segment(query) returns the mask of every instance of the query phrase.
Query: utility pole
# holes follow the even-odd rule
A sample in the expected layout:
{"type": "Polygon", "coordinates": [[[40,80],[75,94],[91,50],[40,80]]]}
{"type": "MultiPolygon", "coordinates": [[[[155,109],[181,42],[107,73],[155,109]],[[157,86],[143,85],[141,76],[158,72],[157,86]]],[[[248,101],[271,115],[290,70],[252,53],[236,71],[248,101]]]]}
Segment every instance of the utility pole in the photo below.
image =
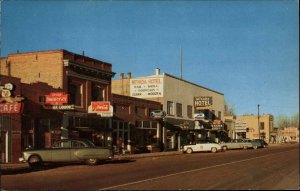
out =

---

Exercise objective:
Each record above is to be copied exactly. Drop the pictures.

Exercise answer:
segment(query) returns the mask of every instance of the query phrase.
Query: utility pole
# holes follow the even-odd rule
A sample in the expected layout:
{"type": "Polygon", "coordinates": [[[40,80],[75,94],[91,50],[40,80]]]}
{"type": "MultiPolygon", "coordinates": [[[[155,109],[181,42],[107,73],[155,109]],[[157,86],[143,85],[141,76],[158,72],[157,86]]],[[[248,101],[271,115],[290,70],[252,53],[236,71],[248,101]]]]}
Segment every instance of the utility pole in the photo below.
image =
out =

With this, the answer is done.